-- Opening Marker --
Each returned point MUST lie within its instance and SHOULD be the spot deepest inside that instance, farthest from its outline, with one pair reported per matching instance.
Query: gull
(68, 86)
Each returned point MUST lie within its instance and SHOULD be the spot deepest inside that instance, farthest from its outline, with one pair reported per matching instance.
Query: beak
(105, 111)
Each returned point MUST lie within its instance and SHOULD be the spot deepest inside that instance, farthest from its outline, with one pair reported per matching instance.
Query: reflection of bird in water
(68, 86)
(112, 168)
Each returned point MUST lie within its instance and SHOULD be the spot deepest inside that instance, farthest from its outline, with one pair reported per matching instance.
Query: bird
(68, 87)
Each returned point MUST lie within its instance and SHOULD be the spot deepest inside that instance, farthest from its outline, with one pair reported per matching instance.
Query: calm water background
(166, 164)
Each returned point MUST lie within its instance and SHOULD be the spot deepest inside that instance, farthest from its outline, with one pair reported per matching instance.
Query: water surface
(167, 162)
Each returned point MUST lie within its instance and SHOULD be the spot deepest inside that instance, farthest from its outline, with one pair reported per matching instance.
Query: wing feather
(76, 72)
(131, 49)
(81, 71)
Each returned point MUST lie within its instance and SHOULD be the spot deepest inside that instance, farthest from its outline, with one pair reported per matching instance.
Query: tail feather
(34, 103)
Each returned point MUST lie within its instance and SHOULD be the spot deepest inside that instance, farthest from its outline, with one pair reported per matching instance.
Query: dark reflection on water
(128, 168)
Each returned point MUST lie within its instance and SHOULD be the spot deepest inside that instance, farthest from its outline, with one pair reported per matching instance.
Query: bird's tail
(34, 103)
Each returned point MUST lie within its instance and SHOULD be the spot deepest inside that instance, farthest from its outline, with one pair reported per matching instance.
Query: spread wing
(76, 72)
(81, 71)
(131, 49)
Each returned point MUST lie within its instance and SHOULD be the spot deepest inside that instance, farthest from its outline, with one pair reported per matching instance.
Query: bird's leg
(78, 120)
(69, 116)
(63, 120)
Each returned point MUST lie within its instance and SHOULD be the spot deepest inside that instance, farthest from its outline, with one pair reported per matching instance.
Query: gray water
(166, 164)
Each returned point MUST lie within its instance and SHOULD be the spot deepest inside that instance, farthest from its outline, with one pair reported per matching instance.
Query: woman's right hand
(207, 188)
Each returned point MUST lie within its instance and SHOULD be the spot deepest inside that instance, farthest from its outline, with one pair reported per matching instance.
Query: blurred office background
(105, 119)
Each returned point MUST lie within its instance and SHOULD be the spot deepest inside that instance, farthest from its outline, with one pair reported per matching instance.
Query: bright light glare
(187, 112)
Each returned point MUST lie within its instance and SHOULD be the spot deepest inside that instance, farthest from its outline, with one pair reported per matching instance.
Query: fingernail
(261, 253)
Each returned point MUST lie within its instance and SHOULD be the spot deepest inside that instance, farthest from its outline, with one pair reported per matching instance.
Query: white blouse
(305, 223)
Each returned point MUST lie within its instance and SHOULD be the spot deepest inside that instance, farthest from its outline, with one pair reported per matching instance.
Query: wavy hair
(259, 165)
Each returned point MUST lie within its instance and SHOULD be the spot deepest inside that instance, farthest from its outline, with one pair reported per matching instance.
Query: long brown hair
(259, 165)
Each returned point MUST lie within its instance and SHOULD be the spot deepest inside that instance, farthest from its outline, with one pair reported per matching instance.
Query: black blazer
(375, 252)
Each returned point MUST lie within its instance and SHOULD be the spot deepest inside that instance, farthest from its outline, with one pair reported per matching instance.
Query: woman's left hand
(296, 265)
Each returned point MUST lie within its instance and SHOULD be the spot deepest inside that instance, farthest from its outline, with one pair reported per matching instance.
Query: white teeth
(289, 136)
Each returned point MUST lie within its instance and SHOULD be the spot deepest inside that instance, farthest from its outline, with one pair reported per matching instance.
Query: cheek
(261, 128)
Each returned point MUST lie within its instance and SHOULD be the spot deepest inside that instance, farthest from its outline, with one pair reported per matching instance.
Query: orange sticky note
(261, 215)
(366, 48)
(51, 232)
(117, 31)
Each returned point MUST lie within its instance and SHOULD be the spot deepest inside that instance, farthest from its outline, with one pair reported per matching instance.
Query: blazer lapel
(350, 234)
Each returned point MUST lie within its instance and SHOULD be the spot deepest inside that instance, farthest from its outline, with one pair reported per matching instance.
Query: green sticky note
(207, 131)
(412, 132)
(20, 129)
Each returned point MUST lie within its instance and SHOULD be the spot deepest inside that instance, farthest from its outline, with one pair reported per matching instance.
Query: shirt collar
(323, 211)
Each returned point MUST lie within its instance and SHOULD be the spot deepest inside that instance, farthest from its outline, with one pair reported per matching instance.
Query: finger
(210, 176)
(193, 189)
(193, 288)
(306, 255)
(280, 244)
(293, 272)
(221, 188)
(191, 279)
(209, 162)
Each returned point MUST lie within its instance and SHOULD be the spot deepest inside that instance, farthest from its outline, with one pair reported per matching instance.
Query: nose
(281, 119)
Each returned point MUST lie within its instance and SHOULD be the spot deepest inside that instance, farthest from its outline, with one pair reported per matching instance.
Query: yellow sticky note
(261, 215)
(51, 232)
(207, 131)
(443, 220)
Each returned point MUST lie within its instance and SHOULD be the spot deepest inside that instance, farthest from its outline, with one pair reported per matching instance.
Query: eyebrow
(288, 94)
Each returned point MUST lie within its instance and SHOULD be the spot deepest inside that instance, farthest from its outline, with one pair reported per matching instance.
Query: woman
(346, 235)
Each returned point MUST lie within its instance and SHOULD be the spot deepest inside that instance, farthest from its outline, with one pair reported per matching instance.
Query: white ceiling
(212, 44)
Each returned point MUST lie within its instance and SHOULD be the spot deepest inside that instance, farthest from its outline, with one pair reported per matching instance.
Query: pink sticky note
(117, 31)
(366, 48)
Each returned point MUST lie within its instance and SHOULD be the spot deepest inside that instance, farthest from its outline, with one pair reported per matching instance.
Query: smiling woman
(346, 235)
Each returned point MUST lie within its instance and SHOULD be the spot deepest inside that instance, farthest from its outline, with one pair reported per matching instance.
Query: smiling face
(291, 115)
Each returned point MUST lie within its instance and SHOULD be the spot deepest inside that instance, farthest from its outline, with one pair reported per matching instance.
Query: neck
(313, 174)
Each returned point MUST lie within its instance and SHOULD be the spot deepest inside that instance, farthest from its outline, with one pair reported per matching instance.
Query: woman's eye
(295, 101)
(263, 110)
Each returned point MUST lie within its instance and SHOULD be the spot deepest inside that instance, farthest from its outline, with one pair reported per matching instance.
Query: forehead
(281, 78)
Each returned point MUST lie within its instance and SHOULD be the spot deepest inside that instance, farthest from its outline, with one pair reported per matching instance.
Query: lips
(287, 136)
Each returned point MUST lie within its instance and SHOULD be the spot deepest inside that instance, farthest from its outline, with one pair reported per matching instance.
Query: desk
-- Closing Marker --
- [About this task]
Every record in the listing above should be reproduced exactly.

- [Finished task]
Each returned point MUST lie within its instance and SHOULD be the spot deepest inside that instance, farthest from its outline, with one pair reported per matching instance.
Query: gull
(68, 86)
Each returned point MUST lie within its instance and SHOULD be the spot deepest inside that instance, farthest from its outline, with one pair reported per matching instance.
Query: beak
(105, 111)
Each returned point MUST lie within its instance and SHOULD be the spot deepest inside that instance, farthest from its outline, with one pair reported per matching instance.
Query: reflection of bird in water
(68, 86)
(112, 168)
Each returned point MUST lie within its instance and SHOULD be the spot deepest inside that instance, farthest from its outline, with one pair reported per matching instance.
Query: bird
(68, 87)
Each returned point MUST lie within its instance and SHOULD be the spot deepest inside that instance, farthest from its outline, with one pair reported per matching instance.
Query: calm water background
(166, 164)
Each returned point MUST lie within its instance and SHOULD be the spot deepest inside that instance, farthest from its outline, with one pair reported per matching instance.
Query: water surface
(167, 162)
Each returned point MUST lie within its instance and SHOULD be the spot deepest inside that instance, farthest from its outline, with one pair reported per matching instance.
Query: wing feather
(76, 72)
(131, 49)
(81, 71)
Each returned point MUST lie within its instance and SHOULD be the spot deepest inside that instance, farthest from its outline, with one pair reported per matching instance.
Query: tail feather
(34, 103)
Each returned point MUST lie within its instance and SHOULD be the spot deepest inside that instance, farthest from its outline, with one pair reported per matching instance.
Query: dark reflection on water
(128, 168)
Each returned point MUST lie within its instance and SHOULD be the spot deepest inside that instance, farthest from its outline, with one pair reported per matching instance.
Query: bird's tail
(34, 103)
Each returned point MUST lie within its instance and SHOULD be the spot deepest inside that instance, farthest from its outline, with one pair reported per matching instance.
Query: spread wing
(76, 72)
(81, 71)
(131, 49)
Each returned point MUST lie within its instance and SHOULD be the spot deepest inside that instance, farthest from its outline, with one pair reported per matching instance.
Query: bird's leg
(78, 120)
(69, 116)
(63, 120)
Each returned point MUST lie within its instance and SHOULD be the spot deepest inside that instance, farthest from its outline, with one pair reported per matching instance.
Query: gray water
(166, 164)
Each returned point MUST lie within its instance and SHOULD be the spot deepest inside that instance, farthest from its outline, with one pair reported per matching instance.
Query: woman's right hand
(207, 188)
Each returned point MUST lie within its instance and SHOULD be the spot deepest inside that instance, farthest from its outline, with one pair reported per matching instance.
Query: blurred office background
(105, 119)
Each returned point MUST lie within its instance and SHOULD be the spot deepest inside that instance, farthest from its outline, with one pair reported per matching instance.
Query: bright light glare
(187, 112)
Each returned point MUST lie within its instance and SHOULD be the spot deepest inside that instance, farthest from its outline, with one pair reported per matching instance.
Query: fingernail
(261, 253)
Each returned point MUST lie within its instance and SHOULD be the spot deepest inside that instance, farthest from its outline, with one pair reported per matching instance.
Query: white blouse
(305, 223)
Each returned point MUST lie within its instance and SHOULD be the spot deepest inside that instance, farthest from its outline, with one pair reported per matching instance.
Query: wavy hair
(259, 165)
Each returned point MUST lie within its instance and SHOULD be the spot deepest inside that instance, farthest from its outline, with one pair reported per matching instance.
Query: long brown hair
(259, 165)
Each returned point MUST lie within its instance and SHOULD be the spot deepest inside that instance, farthest from its outline, with one pair reported per matching instance.
Query: black blazer
(375, 252)
Each returned point MUST lie within its instance and SHOULD be the spot deepest inside that instance, farthest from its outline, with one pair reported per matching instance.
Query: woman's left hand
(296, 265)
Each returned point MUST lie within its instance and SHOULD be the spot deepest inside that instance, farthest from its outline, with one pair reported per matching instance.
Query: white teeth
(289, 136)
Each returned point MUST lie within its instance and SHOULD be the spot deepest inside that instance, farthest from its outline, with one pair reported per matching instance.
Query: cheek
(261, 128)
Each returned point MUST lie within its instance and SHOULD be the spot deepest inside that instance, farthest from its outline, with one pair reported per matching instance.
Query: orange sticky note
(261, 215)
(366, 48)
(51, 232)
(117, 31)
Each returned point MUST lie within its instance and SHOULD be the spot deepest inside that instance, farthest from its outline, with one pair reported per matching instance.
Query: blazer lapel
(350, 234)
Each returned point MUST lie within its instance and SHOULD be the spot deepest inside that instance, farthest from its outline, with one pair reported per matching instance.
Query: green sticky note
(207, 131)
(412, 132)
(20, 129)
Each returned point MUST lie within its instance and SHOULD be the spot deepest inside that instance, farthest from its outline, with one pair reported per matching instance.
Query: shirt collar
(323, 211)
Each returned point MUST lie within its instance and SHOULD be the spot deepest inside that instance, farthest from its outline, with one pair reported per matching instance.
Query: finger
(210, 176)
(193, 189)
(193, 288)
(306, 255)
(280, 244)
(293, 272)
(221, 188)
(191, 279)
(209, 162)
Each returned point MUST lie within its instance and SHOULD be the spot deepest inside that instance, farthest from its outline, with one pair reported per matching instance.
Query: nose
(281, 119)
Each returned point MUST lie within its instance and SHOULD be the spot deepest inside that instance, farthest from its outline, with one pair reported per matching instance.
Query: yellow sticky note
(261, 215)
(51, 232)
(207, 131)
(443, 220)
Each returned point MUST lie within its instance and SHOULD be the spot deepest inside that instance, farthest from its outline, with one pair reported per matching instance.
Query: eyebrow
(288, 94)
Each returned point MUST lie within its instance and SHOULD be the spot deepest inside that instance, farthest from its outline, with one pair reported per matching instance.
Query: woman
(346, 235)
Each returned point MUST lie within its instance and SHOULD be the spot deepest inside that instance, farthest from its outline, with one pair reported per matching instance.
Query: white ceiling
(212, 44)
Each returned point MUST lie within its instance and SHOULD be the spot deepest inside that instance, farthest from its outline, with one pair reported per matching instance.
Query: pink sticky note
(117, 31)
(366, 48)
Each returned point MUST lie within its instance and SHOULD be the spot deepest inside that instance, farthest from its outline, with one pair reported per matching instance.
Query: smiling woman
(346, 235)
Each returned point MUST lie within its instance and SHOULD be the spot deepest inside that instance, farthest from its outline, with one pair reported per matching instance.
Query: smiling face
(291, 115)
Each returned point MUST lie within its instance and SHOULD be the spot deepest inside that instance, farthest from its outline, with one pair reported per matching instance.
Query: neck
(313, 174)
Each returned point MUST lie within its instance and SHOULD be the spot deepest inside that instance, farthest from its outline, with one pair reported per matching instance.
Query: woman's eye
(295, 101)
(263, 110)
Each returned point MUST lie within its instance and SHOULD be the spot deepest inside that instance, farthest from its outline, with one pair reported per matching instance.
Query: forehead
(281, 78)
Each returned point MUST lie within its instance and SHOULD be the spot deepest inside that instance, farthest from its outline, with one pair reported per matching instance.
Query: lips
(287, 136)
Each returned point MUST lie within its instance and SHOULD be the spot deepest inside that instance, farthest from its outline, with one pair reported per matching instance.
Query: desk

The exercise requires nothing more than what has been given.